### Text under study:
Start of Block

Stress – An Inside Job
I read a report recently stating that almost 11 million days are lost each year because of “stress” – amounting to about £6.5 billion lost to the UK economy.
There are many different approaches that have emerged to try to tackle this – mindfulness, meditation, CBT (Cognitive Behavioural Therapy), resilience courses, counselling, more physical exercise, social networks – as well as a whole range of prescribed medications.
It also seems there’s a lot more ‘self-medication’ going on in the form of alcohol abuse, over-eating and even binge-watching TV, in an attempt to ‘numb’ ourselves from what seems like a harsh reality.
And here’s the thing that strikes me about all this – none of these approaches seem to be HELPING that much!
This is anecdotal – but many of the senior leaders I talk to tell me they notice the problem is getting worse, rather than better.
I’m not saying that these approaches don’t help some of the people some of the time. I’m sure they do.
Neither am I ‘blaming’ anybody who is suffering from stress.
But you’d think with all of our collective understanding of psychology and physiology, and the endless studies that are published on Happiness, that we would have broken the back of it by now! Wouldn’t you?
Another study in 2015 showed that our workplaces are not necessarily becoming any MORE stressful – if you use the traditional markers like hours worked, threats to safety, how much self-determination and empowerment workers are allowed, and so on.
I’m also having many more students coming to me for help ‘dealing with’ the apparent enormous stress of university, and even school.
So what’s going on here?
What if we have it backwards? What if it’s all just an innocent misunderstanding?

End of Block

### Explore the material:
a) In the text about stress, how much money does the cited report say is lost to the UK economy each year?
b) Reproduce word for word the part of the text about stress that begins at the words "This is anecdotal" and ends after the words "now! Wouldn’t you?".
Draw only on the text about stress.

### Extracted data:
Start of Block

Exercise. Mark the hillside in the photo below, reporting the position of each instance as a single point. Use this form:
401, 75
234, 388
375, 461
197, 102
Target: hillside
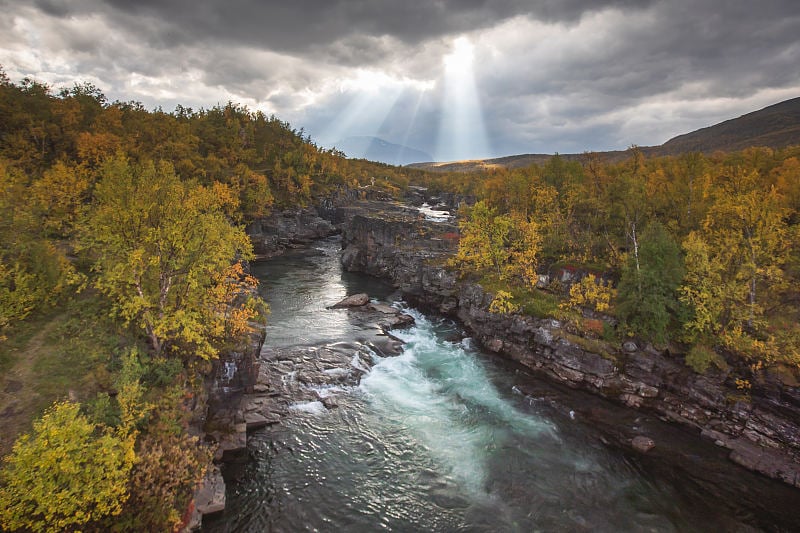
375, 149
775, 126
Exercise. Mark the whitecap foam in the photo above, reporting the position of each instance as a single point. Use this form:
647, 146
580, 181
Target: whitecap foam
314, 408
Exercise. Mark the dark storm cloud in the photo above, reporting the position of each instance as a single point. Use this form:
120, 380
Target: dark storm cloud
552, 75
304, 24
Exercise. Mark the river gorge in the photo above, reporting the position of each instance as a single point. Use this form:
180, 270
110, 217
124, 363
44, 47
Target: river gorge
423, 429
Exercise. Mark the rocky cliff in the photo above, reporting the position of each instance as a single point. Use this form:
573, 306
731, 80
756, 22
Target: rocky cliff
761, 429
286, 229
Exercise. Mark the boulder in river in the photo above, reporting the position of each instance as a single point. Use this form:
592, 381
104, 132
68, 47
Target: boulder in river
356, 300
642, 444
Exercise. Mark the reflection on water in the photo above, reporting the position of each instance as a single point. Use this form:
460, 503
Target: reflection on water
436, 439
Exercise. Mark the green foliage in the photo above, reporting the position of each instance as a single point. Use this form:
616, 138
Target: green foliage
163, 480
159, 243
507, 244
701, 357
65, 475
647, 297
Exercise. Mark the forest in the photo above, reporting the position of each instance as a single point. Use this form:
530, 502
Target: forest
123, 256
701, 251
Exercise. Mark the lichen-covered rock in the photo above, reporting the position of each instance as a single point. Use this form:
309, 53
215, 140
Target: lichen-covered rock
389, 241
356, 300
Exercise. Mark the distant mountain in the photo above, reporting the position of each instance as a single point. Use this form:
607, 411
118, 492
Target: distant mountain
376, 149
775, 126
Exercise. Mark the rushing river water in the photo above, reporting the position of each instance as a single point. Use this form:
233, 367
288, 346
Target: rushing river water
440, 438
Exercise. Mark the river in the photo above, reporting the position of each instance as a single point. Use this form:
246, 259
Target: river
445, 437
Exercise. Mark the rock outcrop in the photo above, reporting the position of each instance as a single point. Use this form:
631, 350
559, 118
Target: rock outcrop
287, 229
762, 429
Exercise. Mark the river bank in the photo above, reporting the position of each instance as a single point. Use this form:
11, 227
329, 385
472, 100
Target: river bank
761, 432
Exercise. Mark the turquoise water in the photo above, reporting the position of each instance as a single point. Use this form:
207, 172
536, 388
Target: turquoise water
439, 438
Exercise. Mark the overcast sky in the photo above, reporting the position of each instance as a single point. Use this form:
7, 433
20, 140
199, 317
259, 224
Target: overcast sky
455, 78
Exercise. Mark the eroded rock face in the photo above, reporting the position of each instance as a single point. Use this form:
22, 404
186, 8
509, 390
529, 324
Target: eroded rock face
763, 433
291, 228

End of Block

### Replies:
a) About £6.5 billion.

b)
This is anecdotal – but many of the senior leaders I talk to tell me they notice the problem is getting worse, rather than better.
I’m not saying that these approaches don’t help some of the people some of the time. I’m sure they do.
Neither am I ‘blaming’ anybody who is suffering from stress.
But you’d think with all of our collective understanding of psychology and physiology, and the endless studies that are published on Happiness, that we would have broken the back of it by now! Wouldn’t you?